▶ **INFORMATION GIVEN**
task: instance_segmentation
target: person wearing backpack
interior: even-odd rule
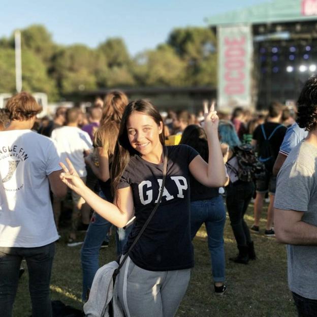
[[[258,158],[266,167],[265,175],[256,181],[257,195],[254,204],[255,222],[251,230],[260,232],[260,219],[263,207],[263,200],[268,191],[270,203],[268,209],[265,234],[275,235],[273,228],[273,204],[276,185],[276,177],[273,175],[273,167],[279,150],[279,147],[286,133],[287,128],[280,123],[283,105],[272,102],[269,107],[269,116],[265,123],[258,125],[253,133],[251,144],[258,152]]]
[[[244,219],[245,212],[253,197],[255,185],[252,179],[253,175],[250,175],[253,173],[243,173],[247,171],[247,167],[245,167],[243,171],[241,170],[238,152],[244,152],[246,154],[244,158],[246,159],[246,154],[250,153],[250,151],[244,150],[248,146],[241,146],[234,126],[230,121],[220,121],[218,132],[221,143],[229,146],[227,161],[225,162],[230,179],[227,187],[226,203],[230,225],[239,250],[237,256],[229,258],[229,260],[236,263],[247,264],[249,260],[256,259],[250,231]],[[244,161],[245,163],[246,161]],[[249,175],[248,176],[247,174]]]

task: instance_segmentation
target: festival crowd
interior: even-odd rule
[[[52,316],[55,242],[71,198],[67,243],[81,246],[86,315],[174,316],[204,224],[213,291],[224,295],[226,213],[237,249],[230,260],[257,260],[251,233],[287,244],[298,315],[317,315],[316,105],[317,76],[296,107],[274,102],[258,112],[216,111],[204,101],[197,114],[160,113],[149,101],[113,91],[85,113],[61,106],[39,119],[42,107],[31,94],[12,97],[0,109],[1,316],[12,316],[23,260],[32,315]],[[118,260],[100,268],[111,232]]]

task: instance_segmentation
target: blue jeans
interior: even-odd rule
[[[37,247],[0,247],[0,315],[11,317],[21,262],[27,265],[33,317],[51,317],[49,284],[55,242]]]
[[[100,194],[100,196],[104,199],[105,198],[102,194]],[[87,299],[87,291],[91,288],[93,277],[99,268],[100,247],[104,240],[108,241],[107,233],[112,226],[111,223],[97,212],[93,213],[81,251],[83,274],[82,299],[83,301]],[[122,249],[126,243],[132,227],[133,225],[130,226],[125,230],[122,228],[117,228],[116,245],[118,256],[122,253]]]
[[[303,297],[293,292],[298,317],[315,317],[317,315],[317,300]]]
[[[204,223],[208,235],[213,280],[215,282],[223,282],[225,279],[224,228],[226,223],[226,209],[221,196],[191,203],[191,234],[192,240]]]
[[[252,182],[238,180],[230,183],[227,187],[227,209],[238,246],[246,246],[252,242],[250,231],[244,217],[254,191]]]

▶ **REQUIREMENT**
Quote all the records verbatim, dropping any pictures from your copy.

▶ **ANSWER IN FULL**
task: instance_segmentation
target: person wearing backpack
interior: even-odd rule
[[[258,158],[266,167],[265,175],[256,181],[257,195],[254,204],[255,222],[251,230],[260,232],[260,219],[263,207],[263,200],[268,191],[270,203],[268,209],[265,234],[275,235],[273,228],[273,204],[276,185],[276,177],[273,175],[273,167],[279,150],[279,147],[286,133],[287,128],[280,123],[283,105],[272,102],[269,107],[269,116],[265,123],[258,125],[253,133],[251,144],[258,152]]]
[[[244,219],[245,212],[253,197],[255,185],[252,179],[253,175],[250,175],[253,173],[243,173],[247,171],[247,167],[245,167],[243,171],[241,170],[238,152],[244,152],[246,154],[244,158],[246,159],[246,154],[250,153],[250,151],[244,150],[248,146],[241,146],[234,126],[230,121],[220,121],[218,132],[221,143],[229,146],[227,161],[225,162],[230,179],[227,187],[226,203],[230,225],[239,250],[237,256],[229,258],[229,260],[236,263],[247,264],[249,260],[256,259],[250,231]],[[244,161],[245,163],[246,161]],[[249,175],[248,176],[247,174]]]

task: instance_segmentation
target: festival crowd
interior: even-odd rule
[[[52,316],[55,242],[71,198],[67,243],[81,246],[86,315],[174,316],[204,224],[213,291],[224,295],[226,213],[237,249],[230,260],[257,260],[251,233],[287,244],[298,315],[317,315],[316,105],[317,76],[296,107],[274,102],[258,112],[216,111],[204,101],[197,114],[160,113],[149,101],[113,91],[85,113],[61,106],[39,119],[42,107],[31,94],[12,97],[0,109],[1,316],[12,316],[23,260],[32,315]],[[118,260],[100,268],[111,232]]]

task: instance_segmentation
target: blue jeans
interior: even-odd rule
[[[37,247],[0,247],[0,315],[11,317],[21,262],[27,265],[33,317],[51,317],[49,284],[55,242]]]
[[[100,194],[100,196],[104,199],[105,198],[102,194]],[[87,299],[87,291],[91,288],[93,277],[99,268],[100,247],[104,240],[108,241],[107,233],[112,226],[111,223],[97,212],[93,213],[81,251],[83,274],[82,299],[83,301]],[[122,249],[126,243],[132,227],[133,225],[130,226],[125,230],[122,228],[117,228],[116,245],[118,256],[122,253]]]
[[[303,297],[293,292],[298,317],[315,317],[317,315],[317,300]]]
[[[204,223],[208,235],[213,280],[215,282],[223,282],[225,279],[224,228],[226,223],[226,209],[221,196],[191,203],[191,234],[192,240]]]
[[[252,182],[238,180],[230,183],[227,187],[227,209],[238,246],[246,246],[252,242],[250,231],[244,217],[254,191]]]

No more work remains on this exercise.